(Point-per-instance localization data)
Start of Block

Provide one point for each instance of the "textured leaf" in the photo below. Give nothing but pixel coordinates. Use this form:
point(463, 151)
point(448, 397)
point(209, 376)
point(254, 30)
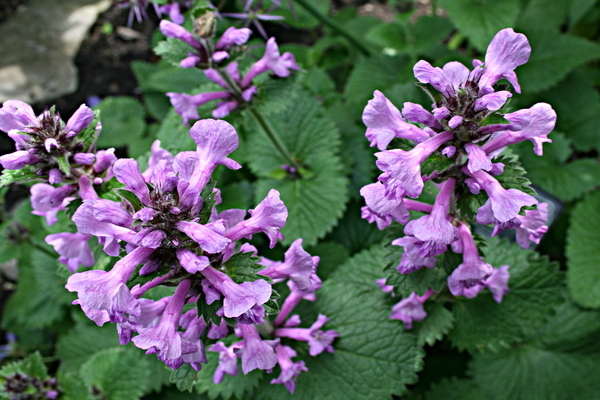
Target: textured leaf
point(410, 38)
point(583, 252)
point(550, 15)
point(117, 372)
point(374, 357)
point(577, 106)
point(553, 56)
point(122, 121)
point(316, 200)
point(558, 362)
point(536, 288)
point(172, 50)
point(455, 389)
point(480, 20)
point(438, 322)
point(41, 299)
point(237, 387)
point(376, 73)
point(184, 377)
point(77, 346)
point(173, 135)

End of Block

- **What the task asks**: When you copy the records above, keep every word exact but leave out the pictures.

- **Result for this task**:
Provide one point for each instance of the "textured leaf" in the photo below. Give nothing but pixel coordinates. Use this form:
point(463, 151)
point(448, 397)
point(209, 376)
point(254, 30)
Target: textured leaf
point(410, 38)
point(583, 252)
point(550, 15)
point(117, 372)
point(374, 357)
point(577, 106)
point(553, 56)
point(122, 121)
point(316, 200)
point(558, 362)
point(536, 288)
point(172, 50)
point(455, 389)
point(480, 20)
point(438, 322)
point(41, 299)
point(237, 387)
point(376, 73)
point(184, 377)
point(77, 346)
point(173, 135)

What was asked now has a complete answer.